■ Your objective: Your answer must consist of exactly the lines below, starting with the line with "column 91, row 283" and going on through the line with "column 226, row 110", and nothing else.

Segment Start: The records

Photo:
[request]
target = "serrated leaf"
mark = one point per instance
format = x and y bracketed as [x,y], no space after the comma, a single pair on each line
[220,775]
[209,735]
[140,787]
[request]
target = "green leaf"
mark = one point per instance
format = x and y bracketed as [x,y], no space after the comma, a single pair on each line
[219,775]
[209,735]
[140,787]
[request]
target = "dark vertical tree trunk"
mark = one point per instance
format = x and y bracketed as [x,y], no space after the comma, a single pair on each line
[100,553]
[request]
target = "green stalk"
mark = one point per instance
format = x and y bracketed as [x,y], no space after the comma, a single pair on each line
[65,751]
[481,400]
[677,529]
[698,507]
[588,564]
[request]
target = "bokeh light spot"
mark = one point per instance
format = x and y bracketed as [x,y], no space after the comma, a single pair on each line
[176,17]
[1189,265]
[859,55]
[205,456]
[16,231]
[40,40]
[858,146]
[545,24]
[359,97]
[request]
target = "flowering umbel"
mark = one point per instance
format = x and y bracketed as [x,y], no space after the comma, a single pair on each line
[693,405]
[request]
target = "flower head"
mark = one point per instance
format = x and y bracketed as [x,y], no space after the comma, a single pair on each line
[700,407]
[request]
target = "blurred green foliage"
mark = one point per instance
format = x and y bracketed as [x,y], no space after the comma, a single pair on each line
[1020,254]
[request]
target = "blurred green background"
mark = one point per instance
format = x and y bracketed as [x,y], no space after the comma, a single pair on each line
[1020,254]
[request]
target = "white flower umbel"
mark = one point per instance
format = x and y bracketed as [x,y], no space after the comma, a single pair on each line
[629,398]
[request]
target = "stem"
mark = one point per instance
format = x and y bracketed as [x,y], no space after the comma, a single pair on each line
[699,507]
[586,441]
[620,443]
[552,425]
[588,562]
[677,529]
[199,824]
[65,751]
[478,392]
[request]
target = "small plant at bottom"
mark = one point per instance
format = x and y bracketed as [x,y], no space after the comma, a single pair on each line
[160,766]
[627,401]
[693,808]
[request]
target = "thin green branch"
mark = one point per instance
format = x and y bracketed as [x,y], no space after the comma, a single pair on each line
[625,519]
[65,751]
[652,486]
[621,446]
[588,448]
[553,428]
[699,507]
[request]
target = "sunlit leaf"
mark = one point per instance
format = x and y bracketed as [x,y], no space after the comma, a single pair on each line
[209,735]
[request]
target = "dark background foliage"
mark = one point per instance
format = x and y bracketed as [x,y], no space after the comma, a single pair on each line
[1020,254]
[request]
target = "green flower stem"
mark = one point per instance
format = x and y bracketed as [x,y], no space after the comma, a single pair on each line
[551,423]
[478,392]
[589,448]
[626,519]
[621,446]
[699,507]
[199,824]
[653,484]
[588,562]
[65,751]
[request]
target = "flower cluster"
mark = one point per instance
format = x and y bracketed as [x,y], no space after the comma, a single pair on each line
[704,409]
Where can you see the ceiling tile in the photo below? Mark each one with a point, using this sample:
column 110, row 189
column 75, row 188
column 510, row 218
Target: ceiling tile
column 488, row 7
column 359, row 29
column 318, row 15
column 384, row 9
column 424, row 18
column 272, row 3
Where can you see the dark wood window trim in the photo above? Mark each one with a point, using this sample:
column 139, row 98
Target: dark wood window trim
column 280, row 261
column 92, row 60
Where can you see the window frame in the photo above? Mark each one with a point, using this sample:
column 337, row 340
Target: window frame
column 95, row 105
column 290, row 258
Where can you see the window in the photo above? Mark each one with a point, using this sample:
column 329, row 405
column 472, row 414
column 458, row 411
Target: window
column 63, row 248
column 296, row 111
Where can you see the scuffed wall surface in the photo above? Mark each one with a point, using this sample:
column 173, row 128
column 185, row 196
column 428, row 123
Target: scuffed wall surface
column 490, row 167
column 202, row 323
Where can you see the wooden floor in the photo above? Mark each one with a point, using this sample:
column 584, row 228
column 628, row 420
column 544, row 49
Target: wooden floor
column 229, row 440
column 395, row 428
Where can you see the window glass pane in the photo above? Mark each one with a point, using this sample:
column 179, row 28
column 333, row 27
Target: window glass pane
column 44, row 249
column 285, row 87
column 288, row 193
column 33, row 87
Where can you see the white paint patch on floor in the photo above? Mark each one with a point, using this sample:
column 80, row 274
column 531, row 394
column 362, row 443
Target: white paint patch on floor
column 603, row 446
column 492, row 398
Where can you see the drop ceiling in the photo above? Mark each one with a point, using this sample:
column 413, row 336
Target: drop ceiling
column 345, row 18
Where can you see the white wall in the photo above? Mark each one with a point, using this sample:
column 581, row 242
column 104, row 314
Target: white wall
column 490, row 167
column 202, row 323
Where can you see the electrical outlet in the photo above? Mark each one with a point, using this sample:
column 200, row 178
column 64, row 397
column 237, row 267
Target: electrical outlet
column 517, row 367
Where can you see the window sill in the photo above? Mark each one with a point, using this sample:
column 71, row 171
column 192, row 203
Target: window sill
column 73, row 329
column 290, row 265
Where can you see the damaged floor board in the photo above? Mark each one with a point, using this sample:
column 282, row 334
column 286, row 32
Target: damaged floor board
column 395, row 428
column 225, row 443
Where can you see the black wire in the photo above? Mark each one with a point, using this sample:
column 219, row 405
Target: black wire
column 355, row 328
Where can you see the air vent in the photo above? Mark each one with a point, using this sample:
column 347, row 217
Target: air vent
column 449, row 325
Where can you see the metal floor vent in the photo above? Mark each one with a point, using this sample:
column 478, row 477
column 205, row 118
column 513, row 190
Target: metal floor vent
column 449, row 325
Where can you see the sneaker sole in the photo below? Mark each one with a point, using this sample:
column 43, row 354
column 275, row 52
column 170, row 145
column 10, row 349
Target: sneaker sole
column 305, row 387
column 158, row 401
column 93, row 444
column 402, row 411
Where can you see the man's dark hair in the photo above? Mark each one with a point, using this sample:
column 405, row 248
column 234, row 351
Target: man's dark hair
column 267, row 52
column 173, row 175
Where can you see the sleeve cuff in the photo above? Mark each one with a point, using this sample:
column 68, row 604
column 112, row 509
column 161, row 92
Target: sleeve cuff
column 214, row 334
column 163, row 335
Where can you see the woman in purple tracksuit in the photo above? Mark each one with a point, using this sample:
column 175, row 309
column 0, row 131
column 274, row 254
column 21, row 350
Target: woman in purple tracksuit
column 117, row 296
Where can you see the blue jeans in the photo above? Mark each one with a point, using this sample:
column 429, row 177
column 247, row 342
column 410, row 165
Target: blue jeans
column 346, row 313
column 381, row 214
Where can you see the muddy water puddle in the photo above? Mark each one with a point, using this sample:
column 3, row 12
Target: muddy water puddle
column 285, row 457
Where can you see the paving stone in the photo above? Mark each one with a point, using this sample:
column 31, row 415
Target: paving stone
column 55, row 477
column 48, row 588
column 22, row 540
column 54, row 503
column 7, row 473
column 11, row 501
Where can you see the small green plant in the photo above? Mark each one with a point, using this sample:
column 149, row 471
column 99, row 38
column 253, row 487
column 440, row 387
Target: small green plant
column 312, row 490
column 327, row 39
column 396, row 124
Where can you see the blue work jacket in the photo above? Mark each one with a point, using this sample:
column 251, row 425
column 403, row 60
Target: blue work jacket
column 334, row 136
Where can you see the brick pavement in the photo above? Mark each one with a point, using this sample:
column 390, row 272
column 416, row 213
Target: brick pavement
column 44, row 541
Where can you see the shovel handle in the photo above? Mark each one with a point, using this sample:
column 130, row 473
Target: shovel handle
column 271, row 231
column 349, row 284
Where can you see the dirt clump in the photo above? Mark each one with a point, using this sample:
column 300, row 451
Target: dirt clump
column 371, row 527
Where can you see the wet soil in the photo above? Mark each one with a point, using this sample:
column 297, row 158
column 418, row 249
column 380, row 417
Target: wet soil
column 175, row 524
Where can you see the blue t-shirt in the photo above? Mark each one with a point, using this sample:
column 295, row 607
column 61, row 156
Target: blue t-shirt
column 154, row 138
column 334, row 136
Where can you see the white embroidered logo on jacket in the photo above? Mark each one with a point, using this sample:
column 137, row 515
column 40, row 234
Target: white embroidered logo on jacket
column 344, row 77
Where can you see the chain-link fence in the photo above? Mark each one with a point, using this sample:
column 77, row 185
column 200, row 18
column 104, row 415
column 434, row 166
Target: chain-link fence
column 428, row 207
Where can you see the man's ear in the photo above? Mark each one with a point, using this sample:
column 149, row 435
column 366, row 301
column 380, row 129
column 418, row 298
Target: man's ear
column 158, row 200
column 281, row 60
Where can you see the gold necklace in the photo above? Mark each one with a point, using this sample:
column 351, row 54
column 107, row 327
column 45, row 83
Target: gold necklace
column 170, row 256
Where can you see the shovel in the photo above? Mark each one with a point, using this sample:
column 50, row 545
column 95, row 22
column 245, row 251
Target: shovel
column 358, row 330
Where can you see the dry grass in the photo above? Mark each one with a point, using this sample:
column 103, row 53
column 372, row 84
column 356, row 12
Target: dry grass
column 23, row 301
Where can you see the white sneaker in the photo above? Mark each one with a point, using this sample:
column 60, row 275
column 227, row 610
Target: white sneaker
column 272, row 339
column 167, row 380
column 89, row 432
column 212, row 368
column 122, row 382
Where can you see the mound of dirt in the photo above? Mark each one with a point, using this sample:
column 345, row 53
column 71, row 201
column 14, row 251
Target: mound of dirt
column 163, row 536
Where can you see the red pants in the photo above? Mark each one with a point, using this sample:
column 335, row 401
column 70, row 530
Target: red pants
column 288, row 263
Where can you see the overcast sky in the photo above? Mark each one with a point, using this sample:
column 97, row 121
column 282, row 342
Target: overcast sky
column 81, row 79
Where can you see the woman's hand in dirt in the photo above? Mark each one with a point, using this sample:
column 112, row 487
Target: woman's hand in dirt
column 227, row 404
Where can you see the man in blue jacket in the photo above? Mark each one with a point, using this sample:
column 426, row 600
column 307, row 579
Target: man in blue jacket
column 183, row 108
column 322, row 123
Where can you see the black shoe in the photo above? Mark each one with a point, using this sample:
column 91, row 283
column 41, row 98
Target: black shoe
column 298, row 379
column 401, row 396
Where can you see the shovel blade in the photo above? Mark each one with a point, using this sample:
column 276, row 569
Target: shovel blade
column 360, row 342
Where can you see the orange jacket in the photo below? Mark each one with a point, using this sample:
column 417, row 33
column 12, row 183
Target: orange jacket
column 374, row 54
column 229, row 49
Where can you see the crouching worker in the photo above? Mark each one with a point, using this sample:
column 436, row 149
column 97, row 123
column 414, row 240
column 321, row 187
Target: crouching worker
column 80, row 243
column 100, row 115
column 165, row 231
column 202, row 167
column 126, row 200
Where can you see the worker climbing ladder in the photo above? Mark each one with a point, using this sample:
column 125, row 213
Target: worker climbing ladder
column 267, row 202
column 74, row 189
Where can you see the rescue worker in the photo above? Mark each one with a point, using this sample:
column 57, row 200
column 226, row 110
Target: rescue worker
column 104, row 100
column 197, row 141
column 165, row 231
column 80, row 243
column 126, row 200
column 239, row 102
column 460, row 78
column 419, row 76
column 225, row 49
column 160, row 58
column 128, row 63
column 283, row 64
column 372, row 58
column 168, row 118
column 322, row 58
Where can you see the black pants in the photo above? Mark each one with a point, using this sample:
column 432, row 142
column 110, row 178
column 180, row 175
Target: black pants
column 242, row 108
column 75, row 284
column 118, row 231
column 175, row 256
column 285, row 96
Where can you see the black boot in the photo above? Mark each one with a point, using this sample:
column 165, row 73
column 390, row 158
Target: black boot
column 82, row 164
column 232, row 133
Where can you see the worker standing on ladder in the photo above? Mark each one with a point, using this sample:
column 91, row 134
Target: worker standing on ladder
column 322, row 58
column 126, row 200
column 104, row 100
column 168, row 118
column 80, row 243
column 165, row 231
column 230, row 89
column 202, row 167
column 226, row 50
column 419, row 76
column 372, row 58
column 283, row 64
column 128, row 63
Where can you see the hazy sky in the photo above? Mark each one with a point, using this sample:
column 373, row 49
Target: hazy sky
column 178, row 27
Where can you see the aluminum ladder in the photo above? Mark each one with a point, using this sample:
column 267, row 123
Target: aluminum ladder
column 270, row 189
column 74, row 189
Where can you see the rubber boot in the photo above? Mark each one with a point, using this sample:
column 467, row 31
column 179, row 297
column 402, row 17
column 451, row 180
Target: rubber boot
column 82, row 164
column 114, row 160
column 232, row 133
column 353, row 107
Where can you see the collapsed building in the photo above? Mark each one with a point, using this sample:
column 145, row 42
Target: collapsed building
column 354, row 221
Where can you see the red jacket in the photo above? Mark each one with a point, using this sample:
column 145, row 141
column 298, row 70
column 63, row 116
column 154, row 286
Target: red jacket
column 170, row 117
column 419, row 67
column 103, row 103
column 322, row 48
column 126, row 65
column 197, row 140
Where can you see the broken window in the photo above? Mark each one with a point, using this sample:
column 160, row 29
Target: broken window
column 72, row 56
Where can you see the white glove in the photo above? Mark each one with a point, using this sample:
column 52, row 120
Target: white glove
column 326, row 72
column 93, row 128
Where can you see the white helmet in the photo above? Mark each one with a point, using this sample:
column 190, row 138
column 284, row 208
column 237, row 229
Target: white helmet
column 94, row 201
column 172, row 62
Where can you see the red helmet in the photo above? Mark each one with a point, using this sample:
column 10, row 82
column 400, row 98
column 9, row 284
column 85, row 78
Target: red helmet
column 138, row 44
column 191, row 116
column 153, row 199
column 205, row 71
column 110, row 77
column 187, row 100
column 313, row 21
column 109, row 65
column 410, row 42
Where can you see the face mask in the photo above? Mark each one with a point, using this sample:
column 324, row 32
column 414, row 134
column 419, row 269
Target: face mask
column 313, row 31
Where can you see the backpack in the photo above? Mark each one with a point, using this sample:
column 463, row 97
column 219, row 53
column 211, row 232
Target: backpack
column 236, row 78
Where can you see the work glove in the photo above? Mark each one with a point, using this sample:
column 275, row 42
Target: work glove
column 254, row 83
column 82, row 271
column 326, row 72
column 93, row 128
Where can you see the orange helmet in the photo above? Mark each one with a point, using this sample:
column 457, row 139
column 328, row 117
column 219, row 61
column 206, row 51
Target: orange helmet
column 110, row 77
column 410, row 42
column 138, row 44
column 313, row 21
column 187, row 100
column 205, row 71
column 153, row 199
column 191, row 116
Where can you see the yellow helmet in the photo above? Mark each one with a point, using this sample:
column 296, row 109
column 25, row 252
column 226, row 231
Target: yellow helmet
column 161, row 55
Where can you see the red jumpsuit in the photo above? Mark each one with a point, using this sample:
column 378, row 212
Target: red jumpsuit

Segment End: The records

■ Task result:
column 91, row 283
column 41, row 98
Target: black shoe
column 298, row 379
column 401, row 396
Where can you see the shovel blade in the photo above? Mark each one with a point, using this sample:
column 276, row 569
Target: shovel blade
column 360, row 342
Where can you see the orange jacket in the photo below? Mark each one with a point, using this sample:
column 417, row 33
column 12, row 183
Target: orange jacket
column 374, row 54
column 229, row 49
Where can you see the crouching worker in the photo above? Mark each one with a point, using this sample:
column 436, row 149
column 97, row 123
column 414, row 240
column 321, row 187
Target: crouching worker
column 80, row 243
column 100, row 115
column 165, row 231
column 202, row 167
column 126, row 200
Where can you see the worker climbing ladder in the photo above? Mark each one with a point, using this sample:
column 125, row 213
Target: worker climbing ladder
column 267, row 202
column 74, row 189
Where can you see the rescue worker in the photo above? Mark each one with a point, using this sample:
column 57, row 200
column 226, row 110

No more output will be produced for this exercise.